_Extrait choisi:_
┏━━
Le roman noir français, ces temps-ci, se fait ethnologique. Le lecteur a pu, par exemple, découvrir des enquêtes l’amenant de la Laponie avec Olivier Truc à la Mongolie avec Ian Manook. Louis Sanders, lui, s’est fait depuis quelques années, le spécialiste d’une tribu tout aussi exotique, celle des Anglais en Dordogne. À la recherche d’une certaine douceur de vie française et d’un immobilier avantageux, ils ont créé au coeur du Périgord de véritables communautés dont Sanders a raconté les heurs et malheurs dans des romans comme Février ou Passe-temps pour les âmes ignobles. L’auteur sait de quoi il parle. À l’époque où il s’appelait encore Elie Robert-Nicoud, il était parti faire ses études à Cambridge, avait épousé une Anglaise et était lui aussi venu vivre en Dordogne où il écrit désormais ses romans, fait des traductions et, à l’occasion, est pompier volontaire.
Dans Auprès de l’assassin, son dernier opus en date, Louis Sanders nous raconte l’installation pour le moins malheureuse au coeur du Périgord noir (qui n’aura jamais autant mérité son nom), de Mark et Jenny et de leur petit garçon Jimmy. Leur rêve est celui de temps d’autres de leurs concitoyens: « Après avoir vendu leur maison en Angleterre pour une somme importante, ils avaient décidé de restaurer une vieille bâtisse en France, en Dordogne de préférence, et de louer aux vacanciers. Pour cela, ils avaient chose une ferme avec une grange immense dans laquelle on aménagerait des chambres. »
┗━━
_Données recueillies:_
┏━━
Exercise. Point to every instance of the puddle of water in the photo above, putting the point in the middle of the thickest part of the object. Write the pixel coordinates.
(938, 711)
┗━━
_À compléter:_
(A) Recopiez fidèlement le passage de l'extrait sur Louis Sanders qui commence par « Le roman noir » et se poursuit jusqu'à « est pompier volontaire. ».
(B) Répondez brièvement à ces questions sur l'extrait sur Louis Sanders :
(i) Dans quelle ville l'auteur a-t-il fait ses études ?
(ii) Quel est le titre de son dernier roman ?
(iii) Comment s'appelle le fils de Mark et Jenny ?
(C) Prolongez l'extrait sur Louis Sanders à la suite de sa dernière phrase.

_Réponses attendues:_
(A)
Le roman noir français, ces temps-ci, se fait ethnologique. Le lecteur a pu, par exemple, découvrir des enquêtes l’amenant de la Laponie avec Olivier Truc à la Mongolie avec Ian Manook. Louis Sanders, lui, s’est fait depuis quelques années, le spécialiste d’une tribu tout aussi exotique, celle des Anglais en Dordogne. À la recherche d’une certaine douceur de vie française et d’un immobilier avantageux, ils ont créé au coeur du Périgord de véritables communautés dont Sanders a raconté les heurs et malheurs dans des romans comme Février ou Passe-temps pour les âmes ignobles. L’auteur sait de quoi il parle. À l’époque où il s’appelait encore Elie Robert-Nicoud, il était parti faire ses études à Cambridge, avait épousé une Anglaise et était lui aussi venu vivre en Dordogne où il écrit désormais ses romans, fait des traductions et, à l’occasion, est pompier volontaire.

(B)
(i) À Cambridge.
(ii) Auprès de l'assassin.
(iii) Jimmy.

(C)
Evidemment, le rêve va virer au cauchemar, mais tout le talent de Sanders, dans Auprès de l’assassin, est que ce cauchemar avance au ralenti, par petites touches qui crée une atmosphère de plus en plus oppressante, d’autant plus que le couple ayant mis ses économies dans ce projet, a brûlé tous ses vaisseaux. Jenny, d’emblée, n’aime pas cette maison construite autour d’une cheminée du XVème siècle: en proie à des hallucinations éveillées, elle voit tourner autour du feu, dans des fantasmagories grotesques et inquiétantes, des gnomes ricaneurs directement sortis d’une danse macabre.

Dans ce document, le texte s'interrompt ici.